_Data for processing_
= = = =

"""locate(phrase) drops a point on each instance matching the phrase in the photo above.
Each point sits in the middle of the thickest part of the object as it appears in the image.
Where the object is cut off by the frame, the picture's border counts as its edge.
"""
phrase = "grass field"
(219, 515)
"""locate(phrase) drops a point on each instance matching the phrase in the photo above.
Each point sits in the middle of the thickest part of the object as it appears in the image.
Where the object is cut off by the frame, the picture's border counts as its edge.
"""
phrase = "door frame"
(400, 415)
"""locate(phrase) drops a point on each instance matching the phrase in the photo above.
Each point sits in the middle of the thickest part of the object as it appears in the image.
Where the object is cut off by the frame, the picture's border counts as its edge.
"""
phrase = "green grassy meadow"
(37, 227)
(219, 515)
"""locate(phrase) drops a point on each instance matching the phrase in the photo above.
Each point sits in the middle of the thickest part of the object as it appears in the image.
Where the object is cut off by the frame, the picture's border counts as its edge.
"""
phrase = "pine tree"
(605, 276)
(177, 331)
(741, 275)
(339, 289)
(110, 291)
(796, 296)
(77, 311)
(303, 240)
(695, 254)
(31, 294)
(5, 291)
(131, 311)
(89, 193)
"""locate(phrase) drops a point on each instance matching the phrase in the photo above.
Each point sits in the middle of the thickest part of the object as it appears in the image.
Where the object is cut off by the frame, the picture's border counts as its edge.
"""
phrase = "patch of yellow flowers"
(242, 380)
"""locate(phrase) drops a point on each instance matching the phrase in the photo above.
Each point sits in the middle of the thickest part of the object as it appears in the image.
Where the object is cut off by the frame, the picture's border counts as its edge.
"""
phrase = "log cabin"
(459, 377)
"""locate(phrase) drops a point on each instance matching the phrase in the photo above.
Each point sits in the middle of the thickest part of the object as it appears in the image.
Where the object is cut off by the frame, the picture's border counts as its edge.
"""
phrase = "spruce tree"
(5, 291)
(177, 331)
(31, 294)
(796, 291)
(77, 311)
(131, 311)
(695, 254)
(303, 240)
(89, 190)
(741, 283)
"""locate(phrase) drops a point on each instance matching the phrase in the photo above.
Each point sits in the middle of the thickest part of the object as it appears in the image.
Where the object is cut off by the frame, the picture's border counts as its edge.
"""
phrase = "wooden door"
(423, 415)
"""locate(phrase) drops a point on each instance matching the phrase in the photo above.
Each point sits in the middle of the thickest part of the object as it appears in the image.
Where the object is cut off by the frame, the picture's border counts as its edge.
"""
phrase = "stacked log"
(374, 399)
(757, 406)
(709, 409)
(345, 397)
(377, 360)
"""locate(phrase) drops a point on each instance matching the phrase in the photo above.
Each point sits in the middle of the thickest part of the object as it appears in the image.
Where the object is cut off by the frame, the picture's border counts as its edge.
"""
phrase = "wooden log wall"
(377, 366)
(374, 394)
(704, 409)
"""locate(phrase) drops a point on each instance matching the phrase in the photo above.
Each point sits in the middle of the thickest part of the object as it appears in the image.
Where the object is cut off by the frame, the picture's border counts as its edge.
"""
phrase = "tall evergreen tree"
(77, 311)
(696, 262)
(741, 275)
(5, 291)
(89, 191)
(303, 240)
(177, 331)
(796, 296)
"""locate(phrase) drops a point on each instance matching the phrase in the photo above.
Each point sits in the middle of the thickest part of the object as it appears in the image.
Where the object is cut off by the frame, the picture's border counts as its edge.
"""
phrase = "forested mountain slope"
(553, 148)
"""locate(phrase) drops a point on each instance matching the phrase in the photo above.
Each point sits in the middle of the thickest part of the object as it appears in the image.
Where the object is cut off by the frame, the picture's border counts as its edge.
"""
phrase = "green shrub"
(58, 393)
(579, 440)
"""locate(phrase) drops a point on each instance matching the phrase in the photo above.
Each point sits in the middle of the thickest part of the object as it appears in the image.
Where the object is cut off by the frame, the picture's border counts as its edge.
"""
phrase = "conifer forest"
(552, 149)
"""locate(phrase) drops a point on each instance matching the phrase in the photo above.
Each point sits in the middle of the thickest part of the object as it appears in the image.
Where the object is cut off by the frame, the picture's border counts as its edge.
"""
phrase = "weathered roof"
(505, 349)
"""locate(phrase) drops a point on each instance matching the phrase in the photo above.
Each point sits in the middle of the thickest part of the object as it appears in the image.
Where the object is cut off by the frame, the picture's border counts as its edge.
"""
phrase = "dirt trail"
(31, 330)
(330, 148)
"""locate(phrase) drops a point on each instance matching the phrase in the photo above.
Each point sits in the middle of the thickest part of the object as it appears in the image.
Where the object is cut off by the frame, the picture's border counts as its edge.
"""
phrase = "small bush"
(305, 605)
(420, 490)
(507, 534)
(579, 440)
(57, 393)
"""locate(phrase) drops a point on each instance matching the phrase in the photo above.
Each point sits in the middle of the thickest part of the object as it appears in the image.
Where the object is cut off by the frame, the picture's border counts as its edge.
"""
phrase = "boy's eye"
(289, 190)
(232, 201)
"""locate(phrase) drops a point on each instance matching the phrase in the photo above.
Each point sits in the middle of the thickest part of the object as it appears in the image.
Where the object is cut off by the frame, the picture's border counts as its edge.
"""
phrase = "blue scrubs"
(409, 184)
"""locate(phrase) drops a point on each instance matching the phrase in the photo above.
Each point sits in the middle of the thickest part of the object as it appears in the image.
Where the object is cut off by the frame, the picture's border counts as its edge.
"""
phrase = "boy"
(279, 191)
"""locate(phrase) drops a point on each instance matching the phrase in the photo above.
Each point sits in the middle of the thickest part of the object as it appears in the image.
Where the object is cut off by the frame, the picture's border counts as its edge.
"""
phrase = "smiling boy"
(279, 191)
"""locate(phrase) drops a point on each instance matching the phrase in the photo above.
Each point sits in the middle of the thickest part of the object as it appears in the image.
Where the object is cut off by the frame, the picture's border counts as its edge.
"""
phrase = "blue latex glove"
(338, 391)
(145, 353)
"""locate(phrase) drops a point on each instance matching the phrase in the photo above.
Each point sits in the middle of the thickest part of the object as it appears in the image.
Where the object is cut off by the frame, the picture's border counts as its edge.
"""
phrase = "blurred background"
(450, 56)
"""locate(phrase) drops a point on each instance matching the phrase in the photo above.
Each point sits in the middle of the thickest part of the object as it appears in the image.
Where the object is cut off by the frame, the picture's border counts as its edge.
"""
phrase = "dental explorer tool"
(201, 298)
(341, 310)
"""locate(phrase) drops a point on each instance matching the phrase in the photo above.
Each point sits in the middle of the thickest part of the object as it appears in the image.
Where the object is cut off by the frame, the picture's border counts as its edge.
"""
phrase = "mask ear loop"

= = = =

_To be done_
Count the lines in the data above that contain the string "wooden", with case taken into account. Reply with the number alone.

_Result for this exercise_
2